→ **Stored data entries**
----------------

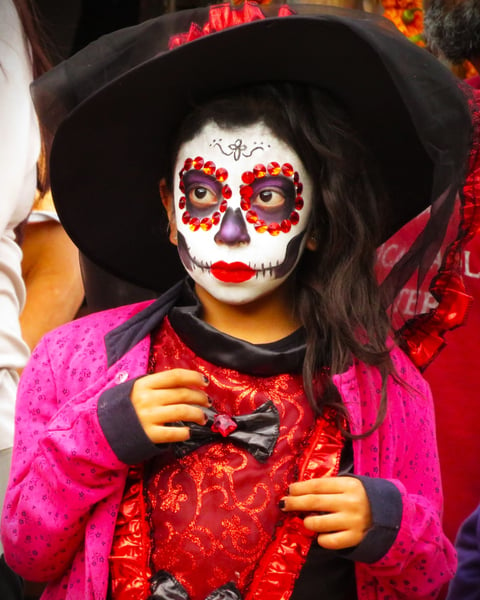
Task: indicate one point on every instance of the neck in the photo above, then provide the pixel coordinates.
(264, 320)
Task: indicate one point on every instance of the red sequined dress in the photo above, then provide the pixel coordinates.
(207, 518)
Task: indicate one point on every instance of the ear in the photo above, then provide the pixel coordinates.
(167, 201)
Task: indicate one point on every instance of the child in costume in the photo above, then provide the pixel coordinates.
(255, 432)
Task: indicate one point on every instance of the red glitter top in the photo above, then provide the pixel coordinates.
(211, 517)
(214, 511)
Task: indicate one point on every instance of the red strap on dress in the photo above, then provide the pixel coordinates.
(280, 567)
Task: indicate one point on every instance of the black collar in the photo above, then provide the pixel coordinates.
(182, 306)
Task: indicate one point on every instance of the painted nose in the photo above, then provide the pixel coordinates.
(233, 229)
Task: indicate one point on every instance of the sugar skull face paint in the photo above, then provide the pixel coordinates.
(242, 203)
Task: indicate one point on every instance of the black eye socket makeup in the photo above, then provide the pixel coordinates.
(273, 198)
(203, 193)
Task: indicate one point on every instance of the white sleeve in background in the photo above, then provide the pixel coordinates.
(19, 149)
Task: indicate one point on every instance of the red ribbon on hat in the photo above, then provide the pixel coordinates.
(423, 336)
(223, 16)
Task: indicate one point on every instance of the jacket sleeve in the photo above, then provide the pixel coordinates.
(466, 583)
(62, 464)
(403, 451)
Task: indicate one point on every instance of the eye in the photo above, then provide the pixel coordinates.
(269, 199)
(201, 196)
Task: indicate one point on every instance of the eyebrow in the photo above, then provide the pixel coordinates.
(278, 181)
(194, 176)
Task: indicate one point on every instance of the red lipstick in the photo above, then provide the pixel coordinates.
(236, 272)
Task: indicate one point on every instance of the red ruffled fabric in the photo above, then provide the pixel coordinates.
(221, 17)
(422, 337)
(280, 567)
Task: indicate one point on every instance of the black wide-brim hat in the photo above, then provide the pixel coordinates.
(114, 108)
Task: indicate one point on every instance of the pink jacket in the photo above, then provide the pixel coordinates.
(66, 482)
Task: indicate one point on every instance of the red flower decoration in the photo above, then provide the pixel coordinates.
(222, 16)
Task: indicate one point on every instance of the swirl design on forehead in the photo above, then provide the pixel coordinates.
(252, 181)
(238, 149)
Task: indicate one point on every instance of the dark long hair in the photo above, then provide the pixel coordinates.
(337, 297)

----------------

→ **INSTRUCTIONS FOR THE TASK**
Each record above should be copied character for character, with pictures dropped.

→ **RESULT FOR THIS EXERCISE**
Task: indicate one point on every instance of the neck in the photo above, then provide the pixel coordinates.
(264, 320)
Task: indicate one point on every instance of the red sequined dress in the photo above, then provide the pixel coordinates.
(207, 518)
Task: indicate one point on every instance of the ear in the photo above, then provide the pixel coordinates.
(167, 201)
Task: indicate one point on every instance of the child in costume in the photo above, then provide the pixel coordinates.
(255, 432)
Task: indicate one point on every instance of the red glitter top in the photo above, then provide the pixel coordinates.
(211, 517)
(214, 511)
Task: indicate one point on every instance of the red strap on dress in the photo above, then provide the pixel coordinates.
(280, 567)
Task: indicate one point on every instance of the black collar in the photo above, then provide the pixel coordinates.
(182, 306)
Task: indicate one point on every instance of the painted nose in the photo above, then provide the pixel coordinates.
(233, 229)
Task: indicate one point on every instance of the sugar skull face paint in the photo above, then provide the pixel coordinates.
(242, 203)
Task: indicate one point on every instance of the black eye socket makeup in the photo above, then provide the pixel coordinates.
(273, 198)
(203, 193)
Task: indicate one point on every instance of the white sleeve in background in the photo above, then provide the pixel coordinates.
(19, 149)
Task: indicate one point on every instance of the red ribbon on hat in the photo above, then provide the pixel coordinates.
(423, 336)
(223, 16)
Task: indicate one point on every instance of the jacket sleeve in the photo above, then provide the pixel coordinates.
(466, 583)
(62, 464)
(403, 451)
Task: indicate one point on every instance of the eye in the photo above, then provide the pixel coordinates.
(269, 199)
(201, 196)
Task: indicate one point on every instance of the eyebrow in the photo above, then provide the pixel coordinates.
(278, 181)
(194, 176)
Task: indicate one point on every instance of the red lipstick in the photo above, then provide the pixel coordinates.
(236, 272)
Task: indicate one point on every instance of the red ruffled fabric in the photo above, then provide the pixel coordinates.
(221, 17)
(422, 337)
(280, 567)
Task: indicate one point on every instance of the black wide-brim hat in the photo above, then provide the pixel coordinates.
(114, 108)
Task: indicate one point on every instance of the pink jacket in the photo above, then provide the pixel coordinates.
(66, 482)
Task: indicate one point on every instance of the red flower decoration in the photo above, then provide the pixel coordinates.
(222, 16)
Task: indicate one point on every instance of the swirl design on forehead in the photo above, then provide the pixel coordinates.
(252, 181)
(238, 149)
Task: indicate one point on every instance of the dark long hair in the photo above, then provide the pixel coordinates.
(337, 297)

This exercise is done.